>> Begin Extract to read

Jude Law: 'I'm clear about the things I don't want to repeat and those I do'

Actor Jude Law addresses a press conference for the film Side Effects at the 63rd Berlin International Film Festival in Berlin on February 12th. Photograph: Sean Gallup/Getty Images

Actor Jude Law addresses a press conference for the film Side Effects at the 63rd Berlin International Film Festival in Berlin on February 12th. Photograph: Sean Gallup/Getty Images

Wed, Mar 6, 2013, 00:00

   

Once almost cloned in suave cad roles, Jude Law has gone a little edgier for Steven Soderbergh’s latest and perhaps last film – is he finally ageing gracefully, asks TARA BRADY

Where are we with Jude Law? In the middle of the last decade, the English actor – now sleekly 40 – was close to unavoidable. In 2006 he was, according to industry yardstick the Ulmer Scale, one of Hollywood’s top 10 most bankable stars. There was so much Law about that Chris Rock, hosting the 2005 Oscars, constructed a joke around the star’s dazzling ubiquity. Musing on Sky Captain and the World of Tomorrow, Alfie, Closer, The Aviator and I (Heart) Huckabees, you could be forgiven for thinking that they were cloning the poor fellow.

>> End Extract to read

Requirements:
a - Using the Jude Law article, decide whether each statement agrees with it, answering yes or no and quoting the words that decide it: (i) Jude Law is now 40; (ii) the Ulmer Scale placed him among Hollywood's top 10 most bankable stars in 2006; (iii) Chris Rock hosted the 2006 Oscars.
b - Extend the Jude Law article, picking up after its final sentence.

>> Begin Data

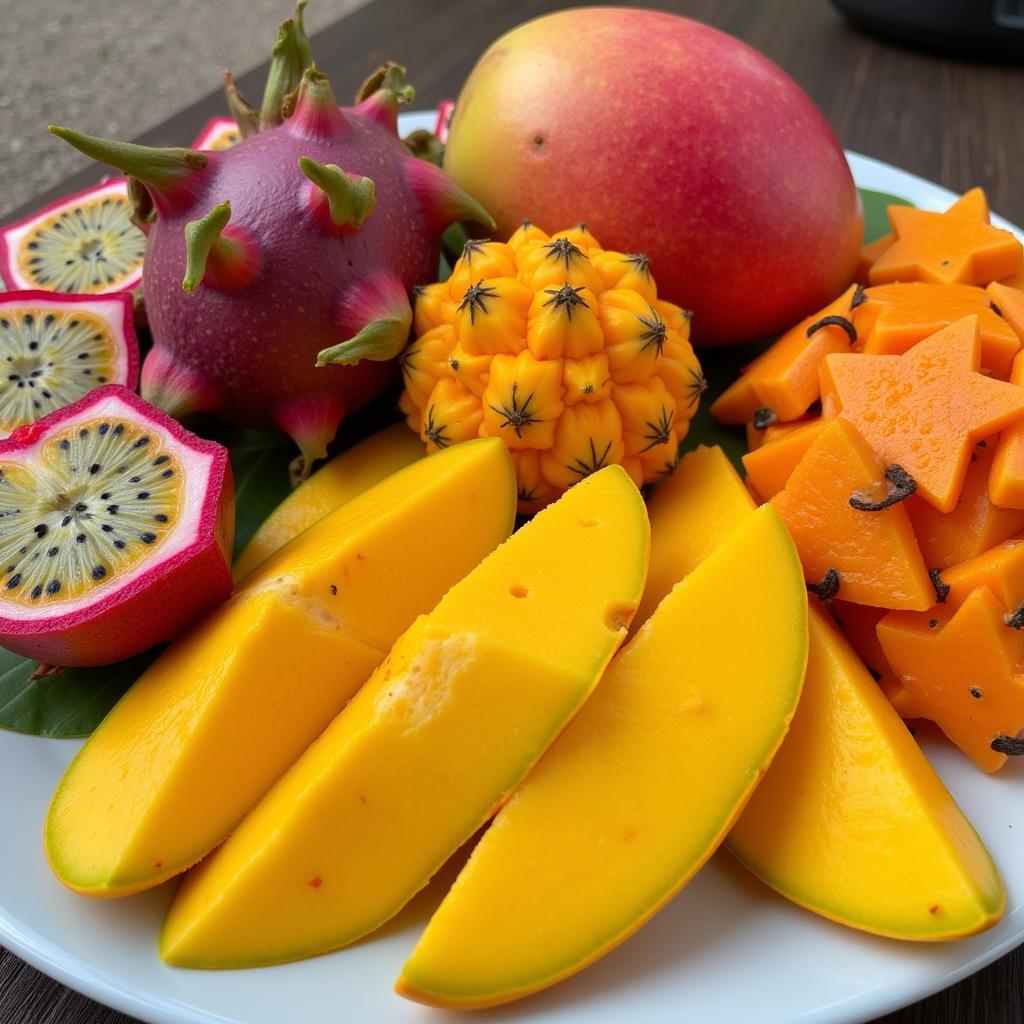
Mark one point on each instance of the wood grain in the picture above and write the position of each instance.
(958, 124)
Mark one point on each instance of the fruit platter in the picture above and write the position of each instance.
(434, 582)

>> End Data

Answers per task:
a -
(i) Yes: "now sleekly 40"
(ii) Yes: "In 2006 he was, according to industry yardstick the Ulmer Scale, one of Hollywood’s top 10 most bankable stars"
(iii) No: "Chris Rock, hosting the 2005 Oscars"

b -
Then it all went a wee bit sour. The word went out that we could only take so many suave cads. Law was out. As he reaches his 40s, however, he now begins to seem a little like a treasure. He speaks carefully but appears comfortable in his well-preserved skin. It’s a treat to see him being figuratively torn apart in Steven Soderbergh’s breathless Hitchcockian melodrama Side Effects.

Did turning 40 change him? “Surprisingly quickly,” he says with a twinkle. “I mean I was amazed by the sudden change in myself. I felt calmer. Nothing rattles me any more. I feel like the pressure is off. I feel clearer about the things I don’t want to repeat and the things I do. Long may it last.”

Damn it anyway. You probably want to be told that Law comes across as a bit of a lounge lizard. In fact, he could hardly be more winning and down to earth. He seems genuinely shocked at the notion that an underling might operate the air-conditioning on his behalf. He answers the trickier questions with modest enthusiasm.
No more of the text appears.